Output the entire listing below exactly as it stands.

□ □ □ □

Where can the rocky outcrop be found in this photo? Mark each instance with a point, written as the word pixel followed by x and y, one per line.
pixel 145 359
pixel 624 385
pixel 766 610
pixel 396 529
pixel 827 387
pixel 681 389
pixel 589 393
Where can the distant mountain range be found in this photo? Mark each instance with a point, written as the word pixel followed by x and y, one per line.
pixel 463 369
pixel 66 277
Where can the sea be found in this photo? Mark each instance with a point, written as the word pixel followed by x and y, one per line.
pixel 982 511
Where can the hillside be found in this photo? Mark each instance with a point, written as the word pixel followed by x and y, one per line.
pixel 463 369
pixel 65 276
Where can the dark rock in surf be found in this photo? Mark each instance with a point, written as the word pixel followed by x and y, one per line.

□ □ □ □

◆ **Reply to the exercise**:
Where can the rocky outcrop be found in this photo? Mark each instance with a point, written as the word pixel followed by x and y, one per line.
pixel 145 359
pixel 624 385
pixel 766 610
pixel 396 529
pixel 827 387
pixel 681 389
pixel 589 393
Where can the distant mountain range be found in this photo? Mark each instance with a point, written as the word pixel followed by x and y, one per line.
pixel 463 369
pixel 66 277
Where can the sea be found in this photo? Mark each instance with a point, written as the word pixel followed by x and y, one per line.
pixel 982 511
Where can the hillside be found in this photo? Mark each instance with a point, written as the word pixel followed by x and y, one per line.
pixel 463 369
pixel 65 276
Where can the dark rock in surf be found in this photo? Mark each instance with a point, written as the word pixel followed by x and y, one per line.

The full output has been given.